SOURCE EXCERPT:
--------------------------------

Make a New Normal

The Beginning of the Good News

John the Baptizer invites us to talk about sin like it’s something we can repent and get rid of. Because it is.


and the need to talk about sin
Advent 2B | Mark 1:1-8

Photo by Andy Atkins from Pexels

“The beginning of the good news of Jesus Christ, the Son of God.”

Mark introduces the story as good news. As being about the Messiah. The true anointed. The one and only. No equivocating. No waiting and seeing or thinking there are other options. This is about Jesus. He is the Messiah. And the true Son of God. Regardless of what others claim.

This good news is about him. And no other. Including the emperor. No one else is any of those things.

This is our word today. “The beginning of the good news of Jesus Christ, the Son of God.”

So naturally, the camera turns to John the Baptizer.

It says

“John the baptizer appeared in the wilderness, proclaiming a baptism of repentance for the forgiveness of sins.”

So much in so small a space. Which word do we focus on? Appeared? Wilderness? Baptism? Repentance? Forgiveness? Sins? Each word is pregnant with possibility.

And there is also the matter of this one who is not Jesus, the Messiah and Son of God. Who is he? Where does he come from? Is he anything more than a bit part in a bigger story?

These are important questions because the evangelist began with the good news of Jesus and then introduced someone else to start the story. But these questions can lead us into different territory.

The allure of dogma

We can take a strange posture with scripture and theology: as if there were a correct sequence of events, like an incantation, that is required. Like God is a magician casting a spell. A divine Dumbledoor. Say these words and flick your wand in just the right way. The only way to make the magic happen.

Doing this, we turn John into a set piece—a necessary character for the action, but without any true purpose. We make it so John doesn’t have to be John, he could be his brother or a stranger off the street. Put his clothes on him and call him John. Stick him out in the wilderness to fulfill a prophecy.

But instead, we get a single person: John.

A prophet, out in the wilderness, “proclaiming a baptism of repentance for the forgiveness of sins.”

These are words and concepts we know and associate with Jesus! This is the beginning. The starting place. The Good News starts here; quite literally and figuratively.

John preaches repentance. To turn. Turning away from sin and toward God’s way of love.

--------------------------------

GIVEN INFORMATION:
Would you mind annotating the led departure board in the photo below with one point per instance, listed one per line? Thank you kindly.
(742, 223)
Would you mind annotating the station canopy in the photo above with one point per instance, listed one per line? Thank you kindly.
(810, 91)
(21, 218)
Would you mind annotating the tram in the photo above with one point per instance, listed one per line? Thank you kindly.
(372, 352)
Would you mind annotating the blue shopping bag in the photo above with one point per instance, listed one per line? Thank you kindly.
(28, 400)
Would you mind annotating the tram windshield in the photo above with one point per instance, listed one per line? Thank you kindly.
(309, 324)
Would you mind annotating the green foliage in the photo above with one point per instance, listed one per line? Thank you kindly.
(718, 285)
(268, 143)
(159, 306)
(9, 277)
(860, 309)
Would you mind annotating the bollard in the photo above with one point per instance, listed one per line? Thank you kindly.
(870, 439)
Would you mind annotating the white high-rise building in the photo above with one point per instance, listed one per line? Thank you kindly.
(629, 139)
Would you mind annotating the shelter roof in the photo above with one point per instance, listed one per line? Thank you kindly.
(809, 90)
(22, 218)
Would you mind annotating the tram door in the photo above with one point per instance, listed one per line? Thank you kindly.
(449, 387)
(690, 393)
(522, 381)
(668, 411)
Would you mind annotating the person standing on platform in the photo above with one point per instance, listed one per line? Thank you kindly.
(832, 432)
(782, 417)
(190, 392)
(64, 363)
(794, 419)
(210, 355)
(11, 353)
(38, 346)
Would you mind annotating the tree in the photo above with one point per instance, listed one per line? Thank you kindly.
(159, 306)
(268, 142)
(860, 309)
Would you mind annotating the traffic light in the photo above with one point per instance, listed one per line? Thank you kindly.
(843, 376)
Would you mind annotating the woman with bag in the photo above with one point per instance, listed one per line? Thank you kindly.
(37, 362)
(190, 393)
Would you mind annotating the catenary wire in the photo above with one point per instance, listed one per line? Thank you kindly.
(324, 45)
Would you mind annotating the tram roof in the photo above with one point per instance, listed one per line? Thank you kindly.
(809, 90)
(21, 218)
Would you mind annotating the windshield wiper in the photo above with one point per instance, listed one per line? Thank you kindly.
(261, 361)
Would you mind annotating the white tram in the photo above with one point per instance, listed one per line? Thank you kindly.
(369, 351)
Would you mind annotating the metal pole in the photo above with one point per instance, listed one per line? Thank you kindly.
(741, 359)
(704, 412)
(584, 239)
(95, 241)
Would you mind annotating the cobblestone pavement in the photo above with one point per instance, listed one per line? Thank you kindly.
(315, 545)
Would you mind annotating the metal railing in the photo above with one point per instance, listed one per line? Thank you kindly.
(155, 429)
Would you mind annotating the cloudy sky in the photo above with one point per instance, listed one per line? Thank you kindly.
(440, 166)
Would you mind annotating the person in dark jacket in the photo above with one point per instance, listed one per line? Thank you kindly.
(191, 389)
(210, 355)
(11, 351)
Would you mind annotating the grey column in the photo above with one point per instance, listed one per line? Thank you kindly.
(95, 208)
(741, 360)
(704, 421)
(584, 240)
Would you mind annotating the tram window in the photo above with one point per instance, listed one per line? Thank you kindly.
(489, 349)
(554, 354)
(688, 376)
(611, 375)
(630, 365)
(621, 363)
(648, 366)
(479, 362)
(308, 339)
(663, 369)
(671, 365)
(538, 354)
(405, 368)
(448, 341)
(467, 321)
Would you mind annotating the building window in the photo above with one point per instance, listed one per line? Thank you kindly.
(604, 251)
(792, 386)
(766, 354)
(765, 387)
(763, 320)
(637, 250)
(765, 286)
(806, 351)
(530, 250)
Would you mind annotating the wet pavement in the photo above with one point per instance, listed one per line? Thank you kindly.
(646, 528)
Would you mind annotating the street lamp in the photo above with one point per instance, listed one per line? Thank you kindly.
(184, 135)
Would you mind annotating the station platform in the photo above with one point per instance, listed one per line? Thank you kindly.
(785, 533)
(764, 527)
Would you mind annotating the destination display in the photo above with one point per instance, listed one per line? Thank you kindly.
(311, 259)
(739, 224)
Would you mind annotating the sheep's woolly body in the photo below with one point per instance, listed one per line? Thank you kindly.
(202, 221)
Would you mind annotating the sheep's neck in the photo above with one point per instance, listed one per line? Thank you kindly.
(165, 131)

--------------------------------

PROBLEMS TO SOLVE:
- 1) Which scripture passage does the sermon on the good news cover?
- 2) Update everything in the rows from the line containing "Would you mind annotating the sheep's woolly" down to the last row, swapping "neck" for "head" and keeping all else the same.

THE ANSWERS:
- 1) Mark 1:1-8

- 2)
Would you mind annotating the sheep's woolly body in the photo below with one point per instance, listed one per line? Thank you kindly.
(202, 221)
Would you mind annotating the sheep's head in the photo above with one point per instance, listed one per line? Thank you kindly.
(165, 131)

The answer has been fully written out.